Tâches à réaliser:
A) Dans l'extrait sur la laïcité identitaire, relevez les phénomènes qui, selon le texte, peuvent se déployer impunément dans l'espace social.
B) Recopiez les lignes des entrées comprises entre celle qui contient « Guideline: for every instance of the cross » et la fin des entrées, bornes incluses, consignes comprises. Multipliez chaque coordonnée des réponses par 1,55 et arrondissez à l'entier, les demis vers le haut.

La visibilité religieuse n’est pas conforme à l’invisibilité de la majorité. C’est pourquoi il faudrait une nouvelle norme laïque, identitaire, engendrée par l’idée que les corps et les consciences liés à cette visibilité doivent être contrôlés, disciplinés, assimilés.

Cette nécessité de contrôle est maintenue par la logique du bouc émissaire, un simulacre puissant, car ce qui importe vraiment, ce n’est pas qu’il soit faux, c’est qu’il soit tenu vrai afin que la majorité accepte qu’on brime sa liberté de conscience. Pour ce faire, le discours dominant brandira la menace islamique soit sous forme de complot islamique, soit sous forme d’une « islamisation » des valeurs à travers les demandes d’accommodements raisonnables qui mettraient en danger les valeurs d’égalité et de laïcité. Comme si, à force de voir des hijabs, on allait finir par gober la charia.

Une fois que cette peur de l’altérité s’infiltre dans les discours, il s’opère une racialisation religieuse. Tout immigrant arabe ou suspecté d’être arabe, qu’il soit athée ou hindou, est susceptible de représenter une menace. C’est grâce à cette chimère de menace islamique, renforcie par des politiques portant préjudices aux musulmans, que le racisme, la xénophobie et l’islamophobie peuvent se déployer impunément dans l’espace social tout en étant niées par ceux et celles qui les pratiquent.

Le féminisme bourgeois et la laïcité falsifiée

Certains discours féministes se font le porte-étendard de cette islamophobie sous couvert de la laïcité identitaire. Ainsi, il faudrait réprimer la visibilité religieuse sous prétexte que les femmes sont réprimées par les religions et cela serait conditionnel au principe d’égalité entre les hommes et les femmes.

Loin de moi l’idée de défendre les religions. Il est vrai qu’elles sont majoritairement patriarcales. Or, la laïcité identitaire ne défend pas le principe d’égalité entre les hommes et les femmes. Au contraire, elle précarise l’accessibilité des femmes à l’emploi et marginalise les femmes qui portent le voile. Le bouc émissaire par excellence de cette laïcité identitaire, ce n’est pas l’islamiste, c’est la femme voilée. Forcer la femme à enlever son voile ne la libèrera pas, cela la rendra invisible. C’est pourtant celle à qui les Janettes lancent la première pierre de la peur, comme si se fermer les yeux devant la différence (tel un enfant qui se cache des monstres en se couvrant la tête sous une couverte) la faisait mystérieusement disparaître. N’est-ce pas un peu étrange que ces femmes qui se croient libérées calomnient d’abord des femmes ? Et de quoi la féministe bourgeoise est-elle libre ?

Données fournies:

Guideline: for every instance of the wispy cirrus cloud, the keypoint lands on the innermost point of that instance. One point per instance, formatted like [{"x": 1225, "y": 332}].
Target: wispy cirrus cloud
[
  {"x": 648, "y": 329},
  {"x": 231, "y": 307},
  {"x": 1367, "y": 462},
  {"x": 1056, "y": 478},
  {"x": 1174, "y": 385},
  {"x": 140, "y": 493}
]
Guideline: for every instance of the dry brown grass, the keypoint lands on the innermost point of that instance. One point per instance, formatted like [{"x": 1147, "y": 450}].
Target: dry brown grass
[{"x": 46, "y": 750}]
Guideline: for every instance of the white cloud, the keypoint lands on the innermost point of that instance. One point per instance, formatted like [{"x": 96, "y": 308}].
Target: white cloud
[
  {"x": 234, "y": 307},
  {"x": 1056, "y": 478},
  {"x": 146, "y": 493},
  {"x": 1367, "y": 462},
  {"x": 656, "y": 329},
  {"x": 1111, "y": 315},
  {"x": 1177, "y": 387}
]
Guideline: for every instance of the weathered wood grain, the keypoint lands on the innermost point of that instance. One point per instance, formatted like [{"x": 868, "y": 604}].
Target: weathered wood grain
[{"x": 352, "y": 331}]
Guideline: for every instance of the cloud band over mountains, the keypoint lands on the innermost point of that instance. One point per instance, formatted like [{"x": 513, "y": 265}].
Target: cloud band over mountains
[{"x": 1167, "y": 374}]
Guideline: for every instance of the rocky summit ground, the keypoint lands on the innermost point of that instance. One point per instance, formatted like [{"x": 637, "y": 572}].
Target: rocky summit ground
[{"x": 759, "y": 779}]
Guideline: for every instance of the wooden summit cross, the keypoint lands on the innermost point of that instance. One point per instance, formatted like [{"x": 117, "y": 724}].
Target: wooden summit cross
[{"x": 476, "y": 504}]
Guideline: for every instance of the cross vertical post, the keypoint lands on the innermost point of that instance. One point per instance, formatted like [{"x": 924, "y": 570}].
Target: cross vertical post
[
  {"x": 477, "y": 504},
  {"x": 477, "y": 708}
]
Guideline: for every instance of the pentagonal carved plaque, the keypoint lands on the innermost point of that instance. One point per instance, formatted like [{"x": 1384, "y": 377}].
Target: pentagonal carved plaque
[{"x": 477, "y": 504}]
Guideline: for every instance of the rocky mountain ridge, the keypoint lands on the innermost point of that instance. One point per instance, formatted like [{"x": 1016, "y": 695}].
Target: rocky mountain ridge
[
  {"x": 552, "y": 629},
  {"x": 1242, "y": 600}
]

Réponses aux tâches:
A) Le racisme, la xénophobie et l'islamophobie.

B)
Guideline: for every instance of the cross vertical post, the keypoint lands on the innermost point of that instance. One point per instance, formatted like [{"x": 924, "y": 570}].
Target: cross vertical post
[
  {"x": 739, "y": 781},
  {"x": 739, "y": 1097}
]
Guideline: for every instance of the pentagonal carved plaque, the keypoint lands on the innermost point of that instance. One point per instance, formatted like [{"x": 1384, "y": 377}].
Target: pentagonal carved plaque
[{"x": 739, "y": 781}]
Guideline: for every instance of the rocky mountain ridge, the keypoint lands on the innermost point of that instance. One point per instance, formatted like [{"x": 1016, "y": 695}].
Target: rocky mountain ridge
[
  {"x": 856, "y": 975},
  {"x": 1925, "y": 930}
]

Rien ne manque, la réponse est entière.